Ситуация меняется медленно, но неотвратимо. В начале пятидесятых годов К. Ваншенкин и Е. Винокуров резко сбивают тембр «фронтовой лирики», погружают стих в непривычную повседневность, ставят в центр внимания обыкновенного, полного слабостей человека. Во второй половине пятидесятых годов Б. Слуцкий и Д. Самойлов высвечивают драму этого человека жестким светом исторической, «державной» логики. На рубеже шестидесятых годов Б. Окуджава начинает слагать маленькому солдату большой войны сентиментальный реквием, пронзительная печаль которого уже совершенно не совмещается с мироощущением луконинского героя, привыкшего чувствовать себя победителем.
Слишком упрямый, чтобы прислушиваться к веяниям, Луконин продолжает гнуть свое. Он злится, когда его лирику ставят в новый контекст: после смерти Гудзенко Луконин словно бы утрачивает непосредственное чувство поколения, он не хочет, чтобы критики загоняли его лирику в какое бы то ни было «течение»! Каждую новую книгу свою: и «Стихи дальнего следования» (1956), где собрана лирика первой половины пятидесятых годов, и «Преодоление» (1964), где собраны стихи второй половины десятилетия, и начатое в шестидесятые годы «Испытание на разрыв» (1966) — он демонстративно ставит поперек потока, наперекор поэтической «моде». Это драма победителя, у которого незаметно уходит почва из-под ног, а он упрямо держится привычных точек опоры, потому что не знает другой вселенной, кроме той, которую знает: прочную, устойчивую и надежную. Он не хочет писать изменчивое время и исповедь «меняющейся души» — его влечет ширь и эпичность мира.

• **Письменное задание A**:
Укажите, сколько строк в записях ниже содержат строку «field», учитывая регистр. Ответ дайте одним числом.

• **Исходные записи**:
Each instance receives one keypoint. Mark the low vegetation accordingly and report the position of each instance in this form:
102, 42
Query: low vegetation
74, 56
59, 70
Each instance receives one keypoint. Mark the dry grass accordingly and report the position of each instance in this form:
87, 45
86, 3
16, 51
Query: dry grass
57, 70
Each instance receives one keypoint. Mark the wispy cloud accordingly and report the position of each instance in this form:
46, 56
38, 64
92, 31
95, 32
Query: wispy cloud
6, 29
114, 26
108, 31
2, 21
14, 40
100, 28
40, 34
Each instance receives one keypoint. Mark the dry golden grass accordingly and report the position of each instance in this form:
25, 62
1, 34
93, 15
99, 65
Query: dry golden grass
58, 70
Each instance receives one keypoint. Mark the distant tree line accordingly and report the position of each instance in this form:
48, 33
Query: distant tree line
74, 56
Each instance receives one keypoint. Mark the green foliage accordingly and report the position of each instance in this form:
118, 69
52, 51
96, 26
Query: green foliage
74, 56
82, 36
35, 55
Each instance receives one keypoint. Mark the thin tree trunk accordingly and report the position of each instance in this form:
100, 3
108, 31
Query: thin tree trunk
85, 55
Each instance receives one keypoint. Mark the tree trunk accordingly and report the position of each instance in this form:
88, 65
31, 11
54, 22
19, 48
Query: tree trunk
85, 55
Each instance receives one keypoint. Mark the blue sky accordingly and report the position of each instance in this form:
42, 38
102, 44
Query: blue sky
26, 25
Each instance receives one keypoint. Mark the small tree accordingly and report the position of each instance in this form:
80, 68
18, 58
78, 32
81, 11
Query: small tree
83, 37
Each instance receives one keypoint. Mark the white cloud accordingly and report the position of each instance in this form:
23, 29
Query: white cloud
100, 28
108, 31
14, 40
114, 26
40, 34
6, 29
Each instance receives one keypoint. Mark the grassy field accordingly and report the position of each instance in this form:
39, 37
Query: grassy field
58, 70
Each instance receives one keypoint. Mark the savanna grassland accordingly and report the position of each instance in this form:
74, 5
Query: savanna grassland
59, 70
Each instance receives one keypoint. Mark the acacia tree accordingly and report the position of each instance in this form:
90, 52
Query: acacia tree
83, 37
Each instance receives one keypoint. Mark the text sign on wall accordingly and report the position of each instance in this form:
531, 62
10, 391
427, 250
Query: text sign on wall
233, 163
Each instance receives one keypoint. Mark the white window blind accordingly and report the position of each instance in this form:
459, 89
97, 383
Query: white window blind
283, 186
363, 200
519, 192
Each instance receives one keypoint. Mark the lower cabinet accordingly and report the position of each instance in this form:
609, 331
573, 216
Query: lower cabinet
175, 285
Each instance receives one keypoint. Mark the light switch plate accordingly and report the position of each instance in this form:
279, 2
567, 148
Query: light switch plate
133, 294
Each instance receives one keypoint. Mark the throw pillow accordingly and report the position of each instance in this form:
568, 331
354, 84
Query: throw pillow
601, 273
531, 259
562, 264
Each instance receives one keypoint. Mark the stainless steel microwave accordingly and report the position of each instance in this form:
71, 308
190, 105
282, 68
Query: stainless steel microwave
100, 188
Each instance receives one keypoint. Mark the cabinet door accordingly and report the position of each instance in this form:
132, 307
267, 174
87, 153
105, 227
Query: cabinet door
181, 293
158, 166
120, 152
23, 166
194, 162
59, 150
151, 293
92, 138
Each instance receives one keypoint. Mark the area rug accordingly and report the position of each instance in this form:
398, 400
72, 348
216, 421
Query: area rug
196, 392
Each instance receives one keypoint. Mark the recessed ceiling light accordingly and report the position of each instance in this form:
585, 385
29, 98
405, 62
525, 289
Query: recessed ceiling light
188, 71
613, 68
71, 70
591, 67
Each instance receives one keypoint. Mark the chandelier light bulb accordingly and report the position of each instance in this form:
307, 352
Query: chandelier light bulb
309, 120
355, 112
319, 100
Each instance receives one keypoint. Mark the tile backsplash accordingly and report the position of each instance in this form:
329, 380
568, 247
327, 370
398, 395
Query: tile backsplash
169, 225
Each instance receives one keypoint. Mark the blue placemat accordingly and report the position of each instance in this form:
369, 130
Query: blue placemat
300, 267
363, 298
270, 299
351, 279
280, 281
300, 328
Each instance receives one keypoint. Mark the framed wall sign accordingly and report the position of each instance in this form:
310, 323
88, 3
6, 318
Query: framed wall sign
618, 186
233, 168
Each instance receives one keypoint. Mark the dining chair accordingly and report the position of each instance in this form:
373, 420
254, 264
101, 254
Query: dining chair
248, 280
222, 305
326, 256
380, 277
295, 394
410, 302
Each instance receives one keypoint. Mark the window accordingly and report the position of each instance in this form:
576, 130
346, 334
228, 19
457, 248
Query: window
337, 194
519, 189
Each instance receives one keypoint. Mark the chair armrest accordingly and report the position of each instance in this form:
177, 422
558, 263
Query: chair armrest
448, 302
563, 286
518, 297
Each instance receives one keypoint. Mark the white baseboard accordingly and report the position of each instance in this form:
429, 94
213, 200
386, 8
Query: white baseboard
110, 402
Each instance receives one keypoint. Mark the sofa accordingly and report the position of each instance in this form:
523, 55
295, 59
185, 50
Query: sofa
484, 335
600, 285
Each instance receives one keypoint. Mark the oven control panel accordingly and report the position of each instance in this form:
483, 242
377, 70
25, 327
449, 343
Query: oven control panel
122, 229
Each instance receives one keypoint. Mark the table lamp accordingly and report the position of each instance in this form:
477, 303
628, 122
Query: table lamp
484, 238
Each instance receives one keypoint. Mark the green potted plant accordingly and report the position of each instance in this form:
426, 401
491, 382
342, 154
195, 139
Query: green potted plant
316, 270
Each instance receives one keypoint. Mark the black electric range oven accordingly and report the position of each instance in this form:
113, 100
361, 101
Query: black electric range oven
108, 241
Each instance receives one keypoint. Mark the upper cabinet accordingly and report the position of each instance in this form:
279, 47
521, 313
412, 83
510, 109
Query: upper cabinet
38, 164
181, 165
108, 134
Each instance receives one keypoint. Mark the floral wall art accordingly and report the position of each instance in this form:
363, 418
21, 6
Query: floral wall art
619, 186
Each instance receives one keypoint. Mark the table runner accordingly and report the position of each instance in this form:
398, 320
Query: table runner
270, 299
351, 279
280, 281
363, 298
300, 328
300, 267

• **Письменное задание B**:
Продублируйте дословно часть отрывка о Луконине выше, которая открывается словами «Ситуация меняется медленно, но» и завершается словами «чувствовать себя победителем.».

• **Полный ответ A**:
2

• **Полный ответ B**:
Ситуация меняется медленно, но неотвратимо. В начале пятидесятых годов К. Ваншенкин и Е. Винокуров резко сбивают тембр «фронтовой лирики», погружают стих в непривычную повседневность, ставят в центр внимания обыкновенного, полного слабостей человека. Во второй половине пятидесятых годов Б. Слуцкий и Д. Самойлов высвечивают драму этого человека жестким светом исторической, «державной» логики. На рубеже шестидесятых годов Б. Окуджава начинает слагать маленькому солдату большой войны сентиментальный реквием, пронзительная печаль которого уже совершенно не совмещается с мироощущением луконинского героя, привыкшего чувствовать себя победителем.